Problem details
Quote the data below in full, minus the images.

Dataset records

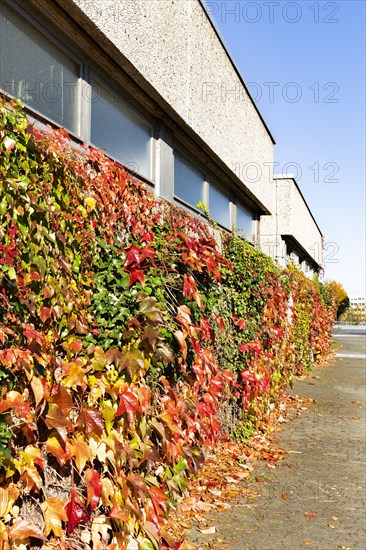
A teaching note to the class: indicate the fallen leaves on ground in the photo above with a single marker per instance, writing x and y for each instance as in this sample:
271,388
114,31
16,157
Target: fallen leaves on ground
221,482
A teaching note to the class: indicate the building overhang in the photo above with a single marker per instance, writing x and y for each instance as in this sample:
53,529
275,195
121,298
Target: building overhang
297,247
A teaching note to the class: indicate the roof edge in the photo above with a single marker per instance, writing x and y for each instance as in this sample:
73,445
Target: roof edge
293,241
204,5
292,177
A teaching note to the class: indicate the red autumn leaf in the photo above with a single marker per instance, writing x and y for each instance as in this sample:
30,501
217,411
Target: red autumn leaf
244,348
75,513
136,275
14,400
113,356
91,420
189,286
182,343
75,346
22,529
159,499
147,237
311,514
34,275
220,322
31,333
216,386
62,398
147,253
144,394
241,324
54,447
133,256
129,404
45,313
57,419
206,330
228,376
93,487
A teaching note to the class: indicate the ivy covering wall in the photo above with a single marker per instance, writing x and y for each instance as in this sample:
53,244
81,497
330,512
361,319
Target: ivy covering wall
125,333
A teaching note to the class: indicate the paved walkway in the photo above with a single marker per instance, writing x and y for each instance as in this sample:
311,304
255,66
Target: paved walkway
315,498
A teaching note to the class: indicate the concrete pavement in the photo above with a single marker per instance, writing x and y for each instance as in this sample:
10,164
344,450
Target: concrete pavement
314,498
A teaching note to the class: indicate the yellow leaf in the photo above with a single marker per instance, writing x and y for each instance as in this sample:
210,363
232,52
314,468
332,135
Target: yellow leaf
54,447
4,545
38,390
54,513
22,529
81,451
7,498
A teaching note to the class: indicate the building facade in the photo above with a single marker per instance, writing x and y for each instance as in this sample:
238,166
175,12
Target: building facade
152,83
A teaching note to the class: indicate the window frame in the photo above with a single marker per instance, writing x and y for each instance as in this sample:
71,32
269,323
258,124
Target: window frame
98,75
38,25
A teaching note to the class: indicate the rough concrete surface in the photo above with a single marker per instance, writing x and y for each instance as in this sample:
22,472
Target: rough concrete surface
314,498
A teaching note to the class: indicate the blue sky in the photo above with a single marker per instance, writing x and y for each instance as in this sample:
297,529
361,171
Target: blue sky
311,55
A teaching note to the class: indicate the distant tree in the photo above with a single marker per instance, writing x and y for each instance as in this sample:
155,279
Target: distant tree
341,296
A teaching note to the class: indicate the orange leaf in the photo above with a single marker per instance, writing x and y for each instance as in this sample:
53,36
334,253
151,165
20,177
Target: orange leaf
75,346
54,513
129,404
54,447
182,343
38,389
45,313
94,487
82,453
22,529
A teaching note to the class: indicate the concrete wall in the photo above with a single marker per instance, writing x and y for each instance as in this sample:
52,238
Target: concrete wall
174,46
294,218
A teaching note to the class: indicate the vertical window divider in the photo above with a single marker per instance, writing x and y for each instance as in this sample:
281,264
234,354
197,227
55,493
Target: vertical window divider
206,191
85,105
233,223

Written solution
A teaching note to the class: indicate the fallen leaves on ground in the photo above with a single marker per instance, writing x and y for each instance as in this sample:
271,388
114,31
16,157
Target: fallen leaves on ground
221,482
A teaching note to the class: indicate the building overhang in the photo above with a single marker per instance, writing x and y for each instance as in this sample:
53,529
275,195
121,298
Target: building overhang
297,247
A teaching note to the class: indicate the roof edge in the photo above with a single marker per instance, writing x and y for each instance as in this sample:
73,445
Target: roof edge
293,241
204,5
292,177
A teaching note to the class: indicate the red autumn leaf in the photo above with a single marker per instance, writing x and y for each instance as in this sample:
30,501
217,411
Target: red autumn leaf
244,348
75,513
136,275
14,400
113,356
91,420
189,286
182,343
75,346
22,529
159,499
147,237
311,514
34,275
220,322
31,333
216,386
62,398
147,253
144,394
241,324
54,447
133,256
129,404
45,313
57,419
206,330
228,376
93,487
A teaching note to the class: indicate the ivy covering wall in the photo above with a single marker per instance, writing x and y for each instance as in this sample:
53,244
81,497
330,512
361,319
Target: ivy covering wall
125,333
A teaching note to the class: indicate the paved walkway in the photo above with a single marker per instance, writing x and y for each instance as in this sample:
311,304
255,66
Target: paved walkway
315,498
A teaching note to the class: indicate the concrete pavement in the photo above with a single marker per instance, writing x and y for each instance as in this sample:
10,164
344,450
Target: concrete pavement
314,498
A teaching note to the class: indicate the yellow leaf in the photo above with a single marker per instance, writing x and y for each instance as in this sample:
210,363
232,52
314,468
332,135
Target: yellow leaf
54,447
4,545
38,390
54,513
22,529
81,451
7,498
A teaching note to the class: indicate the building facade in the photo above with a single marker per instance, writing x and y for each instance as in this sample:
238,166
175,12
Target: building facade
152,83
A teaching note to the class: indicate the window frame in the photo above with a single marker per instance, writing x and y for each instance as in this sample:
71,32
269,323
258,124
Target: window frame
98,75
38,25
A teaching note to the class: indicate the rough concrete surface in the photo above with a single marker per instance, writing x and y for each instance as in this sample:
22,472
Target: rough concrete surface
314,498
A teaching note to the class: indicate the blue sky in the photo above with a single marker per instance, writing x and y for each instance as in this sample:
297,529
361,171
Target: blue sky
311,55
A teaching note to the class: indicate the distant tree in the photo above with a single marker per instance, writing x and y for each instance as in this sample:
155,279
Target: distant tree
341,296
A teaching note to the class: indicate the orange leaf in the photo above with a single marker per instance, writing x and y for each instance as in this sample:
53,36
334,253
151,165
20,177
Target: orange leaf
75,346
54,513
129,404
54,447
182,343
38,389
45,313
94,487
82,453
22,529
A teaching note to the class: indicate the concrete wall in the photo above with a single marker per instance, writing x and y for each instance as in this sample:
52,238
Target: concrete wall
174,46
294,218
A teaching note to the class: indicate the vertical window divider in the photo above with a single marker per instance, writing x and y for each instance as in this sample:
281,264
234,354
197,227
55,493
Target: vertical window divider
206,191
85,105
233,223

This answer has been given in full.